> Assignment
In the records below, the lines from the one containing "[locate] silver toyota" through the last are to be reproduced exactly and alone.

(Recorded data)
*** Begin section ***
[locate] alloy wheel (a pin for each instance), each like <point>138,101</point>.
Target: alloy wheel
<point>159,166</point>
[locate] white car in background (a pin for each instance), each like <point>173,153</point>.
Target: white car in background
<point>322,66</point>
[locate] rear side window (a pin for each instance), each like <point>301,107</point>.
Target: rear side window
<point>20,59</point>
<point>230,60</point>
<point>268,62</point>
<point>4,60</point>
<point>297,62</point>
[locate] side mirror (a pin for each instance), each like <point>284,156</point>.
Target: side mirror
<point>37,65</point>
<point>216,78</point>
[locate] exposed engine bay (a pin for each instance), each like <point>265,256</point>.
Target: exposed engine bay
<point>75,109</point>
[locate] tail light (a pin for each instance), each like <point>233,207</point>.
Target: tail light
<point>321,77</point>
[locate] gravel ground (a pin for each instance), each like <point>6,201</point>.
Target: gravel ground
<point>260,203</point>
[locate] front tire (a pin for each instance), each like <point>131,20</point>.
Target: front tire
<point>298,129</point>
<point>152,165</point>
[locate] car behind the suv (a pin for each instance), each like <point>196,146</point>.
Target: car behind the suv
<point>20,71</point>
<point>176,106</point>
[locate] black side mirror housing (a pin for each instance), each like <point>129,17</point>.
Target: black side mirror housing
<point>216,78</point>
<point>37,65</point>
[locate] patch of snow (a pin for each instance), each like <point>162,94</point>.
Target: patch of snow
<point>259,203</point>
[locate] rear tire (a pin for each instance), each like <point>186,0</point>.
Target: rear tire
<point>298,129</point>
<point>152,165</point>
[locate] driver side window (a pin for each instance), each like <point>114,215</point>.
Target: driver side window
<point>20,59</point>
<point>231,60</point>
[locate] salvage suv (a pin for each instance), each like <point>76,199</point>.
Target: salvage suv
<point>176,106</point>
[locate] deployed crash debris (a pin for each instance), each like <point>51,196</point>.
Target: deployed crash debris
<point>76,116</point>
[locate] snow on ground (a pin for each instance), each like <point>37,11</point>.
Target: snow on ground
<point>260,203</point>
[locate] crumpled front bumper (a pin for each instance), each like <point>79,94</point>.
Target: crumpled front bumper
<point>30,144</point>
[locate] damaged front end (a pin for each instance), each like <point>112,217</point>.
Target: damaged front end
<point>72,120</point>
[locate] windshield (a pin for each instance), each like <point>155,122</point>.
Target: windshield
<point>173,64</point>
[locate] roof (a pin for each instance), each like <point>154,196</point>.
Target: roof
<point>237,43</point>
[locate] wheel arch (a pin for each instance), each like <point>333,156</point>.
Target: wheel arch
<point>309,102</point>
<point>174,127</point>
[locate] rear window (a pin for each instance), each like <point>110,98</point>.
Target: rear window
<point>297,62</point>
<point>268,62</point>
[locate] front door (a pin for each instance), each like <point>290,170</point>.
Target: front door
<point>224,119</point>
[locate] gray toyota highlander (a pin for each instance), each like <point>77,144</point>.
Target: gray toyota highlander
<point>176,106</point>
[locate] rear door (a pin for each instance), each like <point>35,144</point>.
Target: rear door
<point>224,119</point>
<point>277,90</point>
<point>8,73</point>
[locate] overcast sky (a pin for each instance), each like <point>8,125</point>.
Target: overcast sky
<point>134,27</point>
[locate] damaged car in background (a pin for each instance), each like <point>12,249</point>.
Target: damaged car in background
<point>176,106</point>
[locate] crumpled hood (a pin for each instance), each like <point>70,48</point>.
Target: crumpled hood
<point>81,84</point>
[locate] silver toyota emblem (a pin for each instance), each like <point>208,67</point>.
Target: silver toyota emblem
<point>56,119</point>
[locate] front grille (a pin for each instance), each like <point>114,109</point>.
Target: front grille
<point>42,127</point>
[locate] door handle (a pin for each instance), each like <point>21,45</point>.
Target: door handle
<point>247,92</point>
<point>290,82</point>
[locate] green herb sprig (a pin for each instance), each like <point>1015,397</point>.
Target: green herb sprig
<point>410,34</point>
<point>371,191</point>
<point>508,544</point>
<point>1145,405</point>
*** End section ***
> Solution for this exercise
[locate] silver toyota emblem (a pin for each instance), each like <point>208,67</point>.
Target: silver toyota emblem
<point>56,119</point>
[locate] front grille (a pin for each instance), each like <point>114,109</point>.
Target: front grille
<point>42,127</point>
[locate] door handle (a pin for each instance), each like <point>21,45</point>.
Target: door handle
<point>247,92</point>
<point>290,82</point>
[locate] green herb sprig (a pin for each instance), each like <point>1015,397</point>.
Target: green herb sprig
<point>410,34</point>
<point>371,191</point>
<point>508,544</point>
<point>1145,405</point>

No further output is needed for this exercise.